==== Provided passage ====

Showing posts with label #cck09 connnectivism education leanring web2.0. Show all posts
Showing posts with label #cck09 connnectivism education leanring web2.0. Show all posts

Tuesday, December 15, 2009

Free Education in Second LIfe

On any given day or time of the week you will find a slew of opportunities to enrich your mind, engage in discussions, learn a new skill or improve an old, for free in Second Life. Second Life! why we all thought it was dead or dieing didn't we? Well it appears to not be so .. Tonight I find the following:

Classes in scripting, building, searching, managing inventory, navigating the grid, Second Life basics, communicating, discussion groups on writing, philosophy, religion, languages, politics, etc., etc and the price is right these educational opportunities are free.

One of my favorite finds in Second Life is the Happy Hippo Building Club. for a one time fee of 100L of joining their group you can access most of their resources for building. These include gadgets, scultpties, textures, particles, animations as well as their broad range of tutorials. The also have a website that provides a more in-depth information on the services that they provide. Not everything here is free with membership, but it's nice to have everything that you need to build and create in Second Life under one roof! I will be returning here time and again in order to learn about being creative in Second Life.

==== Dataset extract ====

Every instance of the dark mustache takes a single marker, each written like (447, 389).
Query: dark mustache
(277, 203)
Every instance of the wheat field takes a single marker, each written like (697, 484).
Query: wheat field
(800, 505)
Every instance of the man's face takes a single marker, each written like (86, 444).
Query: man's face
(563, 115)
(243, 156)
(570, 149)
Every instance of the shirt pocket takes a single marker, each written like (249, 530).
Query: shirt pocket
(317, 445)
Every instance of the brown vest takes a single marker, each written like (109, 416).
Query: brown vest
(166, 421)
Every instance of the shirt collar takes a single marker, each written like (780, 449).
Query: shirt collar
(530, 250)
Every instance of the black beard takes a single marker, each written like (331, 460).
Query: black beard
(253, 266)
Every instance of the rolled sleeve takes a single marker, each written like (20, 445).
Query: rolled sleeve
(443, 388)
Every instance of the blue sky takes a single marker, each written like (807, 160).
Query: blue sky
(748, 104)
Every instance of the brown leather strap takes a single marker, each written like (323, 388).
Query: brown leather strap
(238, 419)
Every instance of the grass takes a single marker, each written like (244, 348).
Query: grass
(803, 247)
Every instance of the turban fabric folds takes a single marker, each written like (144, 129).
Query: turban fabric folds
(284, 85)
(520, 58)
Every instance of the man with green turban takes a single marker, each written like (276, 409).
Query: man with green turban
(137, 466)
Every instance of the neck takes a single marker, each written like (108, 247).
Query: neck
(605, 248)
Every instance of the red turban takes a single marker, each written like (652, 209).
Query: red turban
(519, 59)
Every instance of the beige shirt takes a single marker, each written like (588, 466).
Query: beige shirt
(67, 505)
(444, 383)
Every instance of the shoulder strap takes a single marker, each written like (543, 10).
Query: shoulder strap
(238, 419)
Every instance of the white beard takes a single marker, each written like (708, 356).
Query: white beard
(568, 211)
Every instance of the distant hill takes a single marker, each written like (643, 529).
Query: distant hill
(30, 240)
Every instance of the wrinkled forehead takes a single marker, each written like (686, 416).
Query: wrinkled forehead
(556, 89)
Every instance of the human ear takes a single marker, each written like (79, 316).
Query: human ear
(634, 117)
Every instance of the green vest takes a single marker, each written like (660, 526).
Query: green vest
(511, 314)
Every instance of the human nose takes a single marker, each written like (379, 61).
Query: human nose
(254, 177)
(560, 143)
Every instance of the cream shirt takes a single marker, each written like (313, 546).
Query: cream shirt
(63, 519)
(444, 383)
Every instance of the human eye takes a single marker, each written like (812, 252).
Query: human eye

====

# [Problem to solve]
Reproduce the part of the Second Life post that begins with the words containing "Free Education in" and ends with "opportunities are free.". Work only from the Second Life post, not from the listing.

# [Task response]
Free Education in Second LIfe

On any given day or time of the week you will find a slew of opportunities to enrich your mind, engage in discussions, learn a new skill or improve an old, for free in Second Life. Second Life! why we all thought it was dead or dieing didn't we? Well it appears to not be so .. Tonight I find the following:

Classes in scripting, building, searching, managing inventory, navigating the grid, Second Life basics, communicating, discussion groups on writing, philosophy, religion, languages, politics, etc., etc and the price is right these educational opportunities are free.